[Source records start]

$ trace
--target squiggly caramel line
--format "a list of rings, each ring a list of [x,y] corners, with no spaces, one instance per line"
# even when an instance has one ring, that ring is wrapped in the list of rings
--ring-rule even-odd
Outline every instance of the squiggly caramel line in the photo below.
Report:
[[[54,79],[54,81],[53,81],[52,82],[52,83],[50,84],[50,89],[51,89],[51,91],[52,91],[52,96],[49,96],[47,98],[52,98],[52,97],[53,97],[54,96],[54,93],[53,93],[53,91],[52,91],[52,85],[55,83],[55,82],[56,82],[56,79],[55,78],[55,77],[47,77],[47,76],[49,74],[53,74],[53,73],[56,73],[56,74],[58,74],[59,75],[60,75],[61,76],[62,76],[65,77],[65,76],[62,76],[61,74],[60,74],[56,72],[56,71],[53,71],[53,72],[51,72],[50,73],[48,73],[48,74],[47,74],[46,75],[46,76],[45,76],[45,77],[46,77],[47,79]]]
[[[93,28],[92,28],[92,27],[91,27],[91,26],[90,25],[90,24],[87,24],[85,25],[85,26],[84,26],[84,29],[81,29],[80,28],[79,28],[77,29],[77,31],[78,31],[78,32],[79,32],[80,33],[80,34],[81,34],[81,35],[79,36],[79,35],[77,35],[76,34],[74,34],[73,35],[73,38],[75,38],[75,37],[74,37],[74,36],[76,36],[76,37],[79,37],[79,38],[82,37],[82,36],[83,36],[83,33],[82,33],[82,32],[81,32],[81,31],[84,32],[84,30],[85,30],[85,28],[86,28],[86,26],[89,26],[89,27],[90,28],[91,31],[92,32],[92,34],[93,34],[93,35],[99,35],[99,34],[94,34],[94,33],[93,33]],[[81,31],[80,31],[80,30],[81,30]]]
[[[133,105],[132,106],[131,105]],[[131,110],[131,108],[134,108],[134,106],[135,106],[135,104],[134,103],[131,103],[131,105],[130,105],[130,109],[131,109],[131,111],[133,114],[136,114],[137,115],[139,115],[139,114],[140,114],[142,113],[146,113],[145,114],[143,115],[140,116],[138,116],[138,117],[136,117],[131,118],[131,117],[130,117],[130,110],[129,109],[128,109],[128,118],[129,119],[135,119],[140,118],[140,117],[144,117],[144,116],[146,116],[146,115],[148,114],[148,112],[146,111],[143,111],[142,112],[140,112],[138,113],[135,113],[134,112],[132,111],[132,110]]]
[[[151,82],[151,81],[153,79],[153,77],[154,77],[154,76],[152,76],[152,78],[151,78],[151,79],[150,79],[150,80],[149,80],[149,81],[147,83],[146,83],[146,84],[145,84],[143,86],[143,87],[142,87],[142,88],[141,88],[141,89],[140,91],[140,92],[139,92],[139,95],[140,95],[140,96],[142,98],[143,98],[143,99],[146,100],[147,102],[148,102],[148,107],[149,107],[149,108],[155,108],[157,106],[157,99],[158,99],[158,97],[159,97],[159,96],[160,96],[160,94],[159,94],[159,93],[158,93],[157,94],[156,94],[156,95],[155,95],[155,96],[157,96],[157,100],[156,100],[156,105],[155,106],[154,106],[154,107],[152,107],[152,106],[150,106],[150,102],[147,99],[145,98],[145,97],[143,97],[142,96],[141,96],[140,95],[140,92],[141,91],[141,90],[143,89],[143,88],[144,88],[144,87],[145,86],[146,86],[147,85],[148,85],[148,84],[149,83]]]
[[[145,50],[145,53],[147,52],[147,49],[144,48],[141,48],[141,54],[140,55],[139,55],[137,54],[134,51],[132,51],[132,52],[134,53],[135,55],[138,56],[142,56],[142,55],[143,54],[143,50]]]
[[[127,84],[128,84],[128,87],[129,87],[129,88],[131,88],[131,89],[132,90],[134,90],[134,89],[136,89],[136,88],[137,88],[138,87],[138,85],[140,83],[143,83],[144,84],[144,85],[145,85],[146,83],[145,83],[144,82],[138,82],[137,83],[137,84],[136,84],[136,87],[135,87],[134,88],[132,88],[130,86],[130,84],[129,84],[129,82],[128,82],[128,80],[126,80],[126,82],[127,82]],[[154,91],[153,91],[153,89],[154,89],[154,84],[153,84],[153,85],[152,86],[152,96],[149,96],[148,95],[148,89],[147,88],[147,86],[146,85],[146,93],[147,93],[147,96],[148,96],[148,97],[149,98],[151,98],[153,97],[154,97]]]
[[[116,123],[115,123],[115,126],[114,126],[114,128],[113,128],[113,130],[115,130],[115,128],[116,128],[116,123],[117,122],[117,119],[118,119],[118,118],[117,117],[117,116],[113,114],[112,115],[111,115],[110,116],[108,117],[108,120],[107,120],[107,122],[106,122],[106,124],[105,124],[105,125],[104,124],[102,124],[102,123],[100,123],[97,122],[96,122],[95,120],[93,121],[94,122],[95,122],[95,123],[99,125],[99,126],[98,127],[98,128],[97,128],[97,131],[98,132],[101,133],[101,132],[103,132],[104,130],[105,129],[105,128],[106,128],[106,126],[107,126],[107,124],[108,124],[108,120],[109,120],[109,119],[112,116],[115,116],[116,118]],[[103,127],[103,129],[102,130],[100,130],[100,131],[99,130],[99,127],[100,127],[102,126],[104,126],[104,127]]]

[Source records end]

* [To do]:
List every line in the records that contains the string "even", treating uppercase and lowercase as different.

* [Reply]:
# even when an instance has one ring, that ring is wrapped in the list of rings
--ring-rule even-odd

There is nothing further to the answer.